• _Exercise task_: Return each entry exactly, with none missing.

• _Dataset rows_:
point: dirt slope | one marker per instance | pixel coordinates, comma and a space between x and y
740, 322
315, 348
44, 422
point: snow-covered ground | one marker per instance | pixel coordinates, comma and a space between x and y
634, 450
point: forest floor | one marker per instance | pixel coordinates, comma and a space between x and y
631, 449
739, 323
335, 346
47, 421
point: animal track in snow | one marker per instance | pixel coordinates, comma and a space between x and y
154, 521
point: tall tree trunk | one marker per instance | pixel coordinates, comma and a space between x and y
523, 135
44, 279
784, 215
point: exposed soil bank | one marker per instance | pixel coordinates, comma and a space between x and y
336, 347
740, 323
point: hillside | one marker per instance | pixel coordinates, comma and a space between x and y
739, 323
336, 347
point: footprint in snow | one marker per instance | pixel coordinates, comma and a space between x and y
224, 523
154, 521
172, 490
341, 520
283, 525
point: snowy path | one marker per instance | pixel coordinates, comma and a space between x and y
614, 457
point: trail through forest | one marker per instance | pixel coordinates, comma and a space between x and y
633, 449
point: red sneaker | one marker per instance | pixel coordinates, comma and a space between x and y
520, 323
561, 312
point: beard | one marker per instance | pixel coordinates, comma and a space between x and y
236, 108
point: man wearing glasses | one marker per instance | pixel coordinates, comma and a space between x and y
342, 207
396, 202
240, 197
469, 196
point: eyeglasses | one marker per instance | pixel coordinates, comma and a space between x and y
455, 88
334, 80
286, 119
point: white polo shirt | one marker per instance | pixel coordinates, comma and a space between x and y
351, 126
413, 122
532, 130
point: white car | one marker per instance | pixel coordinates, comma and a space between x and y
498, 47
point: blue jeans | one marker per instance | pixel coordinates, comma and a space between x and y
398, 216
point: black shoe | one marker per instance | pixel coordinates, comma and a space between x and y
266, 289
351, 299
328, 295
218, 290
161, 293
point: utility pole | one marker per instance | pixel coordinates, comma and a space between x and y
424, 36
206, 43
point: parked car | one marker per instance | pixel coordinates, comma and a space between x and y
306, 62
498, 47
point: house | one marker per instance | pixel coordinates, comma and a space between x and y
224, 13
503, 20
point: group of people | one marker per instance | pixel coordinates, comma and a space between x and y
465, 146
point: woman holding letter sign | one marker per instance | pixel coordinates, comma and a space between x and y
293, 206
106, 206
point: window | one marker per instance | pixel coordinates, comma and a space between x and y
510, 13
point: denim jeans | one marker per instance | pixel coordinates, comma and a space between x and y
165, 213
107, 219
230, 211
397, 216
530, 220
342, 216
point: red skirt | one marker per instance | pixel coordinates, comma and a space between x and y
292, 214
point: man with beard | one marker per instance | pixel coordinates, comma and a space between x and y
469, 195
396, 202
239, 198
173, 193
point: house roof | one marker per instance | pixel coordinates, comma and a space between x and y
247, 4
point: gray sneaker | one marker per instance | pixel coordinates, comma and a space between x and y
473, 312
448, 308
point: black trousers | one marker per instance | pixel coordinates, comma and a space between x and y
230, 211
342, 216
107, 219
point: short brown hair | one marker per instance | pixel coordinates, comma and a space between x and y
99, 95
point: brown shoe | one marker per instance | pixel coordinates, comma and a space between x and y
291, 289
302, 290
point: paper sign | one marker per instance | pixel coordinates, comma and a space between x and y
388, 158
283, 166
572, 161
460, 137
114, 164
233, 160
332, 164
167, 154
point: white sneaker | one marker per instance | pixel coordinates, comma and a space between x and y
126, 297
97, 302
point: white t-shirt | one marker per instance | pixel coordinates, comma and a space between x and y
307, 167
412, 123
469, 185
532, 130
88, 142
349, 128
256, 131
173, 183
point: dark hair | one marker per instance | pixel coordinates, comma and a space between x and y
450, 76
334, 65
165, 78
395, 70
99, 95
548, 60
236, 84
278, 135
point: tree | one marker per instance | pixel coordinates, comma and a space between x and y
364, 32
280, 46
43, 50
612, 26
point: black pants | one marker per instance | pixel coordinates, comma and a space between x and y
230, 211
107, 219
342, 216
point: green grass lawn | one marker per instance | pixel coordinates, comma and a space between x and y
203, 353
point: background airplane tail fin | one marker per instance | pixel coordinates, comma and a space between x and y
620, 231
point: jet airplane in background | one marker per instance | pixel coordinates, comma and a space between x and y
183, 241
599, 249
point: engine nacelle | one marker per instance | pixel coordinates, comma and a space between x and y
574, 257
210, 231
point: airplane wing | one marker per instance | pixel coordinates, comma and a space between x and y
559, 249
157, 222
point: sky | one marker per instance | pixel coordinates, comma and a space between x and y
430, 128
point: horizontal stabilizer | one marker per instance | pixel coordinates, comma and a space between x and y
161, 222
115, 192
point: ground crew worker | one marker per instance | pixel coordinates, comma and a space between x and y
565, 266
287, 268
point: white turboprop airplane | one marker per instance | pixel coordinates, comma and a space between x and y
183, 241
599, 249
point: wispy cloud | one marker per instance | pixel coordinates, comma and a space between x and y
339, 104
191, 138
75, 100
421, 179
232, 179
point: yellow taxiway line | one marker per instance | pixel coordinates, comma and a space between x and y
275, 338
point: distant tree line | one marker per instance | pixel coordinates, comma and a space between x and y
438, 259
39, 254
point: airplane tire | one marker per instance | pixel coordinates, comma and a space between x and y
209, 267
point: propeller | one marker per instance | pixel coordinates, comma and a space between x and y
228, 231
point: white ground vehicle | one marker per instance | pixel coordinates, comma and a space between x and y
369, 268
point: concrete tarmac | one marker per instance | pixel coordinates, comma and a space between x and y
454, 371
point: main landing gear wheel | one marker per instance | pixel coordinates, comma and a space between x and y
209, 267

• _Result for this task_:
point: dirt slope | one marker per instance | pixel coordinates, comma and a space between x and y
740, 322
315, 348
44, 422
point: snow-covered ground | one marker per instance | pixel coordinates, comma and a space between x and y
634, 450
point: forest floor | one marker per instance | pixel coordinates, comma and a space between x and y
631, 449
739, 323
335, 346
47, 421
point: animal track in snow | one marker per instance | pixel coordinates, comma and a space between x and y
154, 521
point: tall tree trunk | one marker per instance | pixel coordinates, comma and a space between x and y
523, 135
44, 279
784, 215
point: exposed soil bank | one marker per instance | pixel coordinates, comma and a space between x and y
336, 347
740, 323
point: hillside | one marker per instance | pixel coordinates, comma and a space between x and y
739, 323
336, 347
point: footprint in snow | one marker per instance | pixel coordinates, comma and a space between x and y
224, 523
154, 521
172, 490
341, 520
283, 525
point: snowy path | one marker per instance | pixel coordinates, comma and a space between x and y
614, 457
point: trail through forest | one marker per instance | pixel coordinates, comma and a space between x and y
633, 449
point: red sneaker | one marker per instance | pixel coordinates, comma and a space between x and y
520, 323
561, 312
point: beard | one marker per instance | pixel coordinates, comma and a space between x and y
236, 108
point: man wearing glasses | one marker per instance | pixel coordinates, comma and a space between x and y
342, 207
396, 202
240, 197
469, 196
point: eyeglasses | one marker per instance | pixel coordinates, comma and a space between x and y
455, 88
334, 80
286, 119
point: white polo shirt | one marker per instance | pixel coordinates, comma and a space between x and y
351, 126
413, 122
532, 130
point: white car | one marker per instance | pixel coordinates, comma and a space between x and y
498, 47
point: blue jeans | one marker per instance | pixel coordinates, comma and a space between x and y
398, 216
point: black shoe | one marker per instance | pixel coordinates, comma and a space between x and y
266, 289
351, 299
328, 295
218, 290
161, 293
point: utility pole | one marker per instance | pixel coordinates, comma and a space between x and y
424, 36
206, 43
point: parked car | one marker per instance | pixel coordinates, comma and a space between x and y
306, 62
498, 47
point: house | one marker per instance | pixel coordinates, comma and a space between x and y
224, 13
503, 20
point: group of people | one marker per instance | pixel coordinates, comma and a space between x and y
465, 146
point: woman holding letter sign | one marker per instance | pixel coordinates, comma and a space between x and y
293, 206
106, 206
point: window | one marker per instance | pixel coordinates, comma and a space between x and y
510, 13
point: denim jeans | one marker per instance | pixel coordinates, comma and a space between x and y
165, 213
107, 219
230, 211
397, 216
530, 220
342, 216
point: red skirt | one marker per instance | pixel coordinates, comma and a space between x and y
292, 214
point: man with beard | one marker per instance | pixel coordinates, comma and a space between x and y
469, 195
396, 202
239, 198
173, 193
point: house roof | one marker per instance | pixel coordinates, comma and a space between x and y
247, 4
point: gray sneaker | one marker per instance | pixel coordinates, comma and a space between x and y
473, 312
448, 308
point: black trousers | one marker per instance | pixel coordinates, comma and a space between x and y
230, 211
342, 216
107, 219
point: short brown hair | one marker per instance | pixel coordinates, comma and a space between x and y
99, 95
point: brown shoe | one marker per instance | pixel coordinates, comma and a space between x and y
291, 289
302, 290
point: paper sign | one marker per instance | pixel coordinates, comma and a space between x and y
388, 158
283, 166
572, 161
460, 137
114, 164
233, 160
332, 164
167, 154
point: white sneaker | one marker per instance | pixel coordinates, comma and a space between x and y
126, 297
97, 302
point: white t-shirt | one marker per instance | pixel coordinates, comma and a space between x and y
307, 167
412, 123
469, 185
532, 130
88, 142
349, 128
256, 131
173, 183
point: dark hair | one marker per instance | pixel coordinates, comma and a space between x and y
450, 76
334, 65
165, 78
395, 70
99, 95
548, 60
236, 84
278, 135
point: tree | one marker per instance | pixel coordinates, comma and a space between x and y
364, 32
280, 46
43, 50
612, 26
point: black pants | one marker per instance | pixel coordinates, comma and a space between x and y
230, 211
107, 219
342, 216
point: green grass lawn | one marker per instance | pixel coordinates, comma and a space between x and y
203, 353
point: background airplane tail fin | one marker per instance | pixel coordinates, comma and a space between x and y
620, 231
point: jet airplane in background | one marker per instance | pixel coordinates, comma and a space between x and y
183, 241
599, 249
point: engine nacelle | one marker per instance | pixel coordinates, comma and a space between x and y
574, 257
210, 231
point: airplane wing | one marker per instance | pixel coordinates, comma and a space between x and y
559, 249
157, 222
point: sky | one marker per instance | pixel coordinates, comma and a space between x and y
430, 128
point: horizontal stabilizer | one marker per instance | pixel coordinates, comma and a space between x and y
161, 222
115, 192
point: ground crew worker | one marker per instance | pixel coordinates, comma and a space between x and y
565, 266
287, 268
point: white turboprop airplane | one marker per instance | pixel coordinates, comma and a space between x and y
183, 241
599, 249
point: wispy cloud | one marker per instance | pixel coordinates, comma and a space between x and y
339, 104
191, 138
75, 100
421, 179
232, 179
point: yellow taxiway line | one marker per instance | pixel coordinates, comma and a space between x and y
275, 338
point: distant tree line | one marker per instance | pixel coordinates, comma and a space between x and y
438, 259
39, 254
point: airplane tire | one marker per instance | pixel coordinates, comma and a space between x and y
209, 267
point: propeller | one marker per instance | pixel coordinates, comma and a space between x and y
228, 231
point: white ground vehicle | one marker per instance | pixel coordinates, comma and a space between x and y
369, 268
point: concrete tarmac | one marker per instance | pixel coordinates, comma and a space between x and y
454, 371
point: main landing gear wheel | one marker per instance | pixel coordinates, comma and a space between x and y
209, 267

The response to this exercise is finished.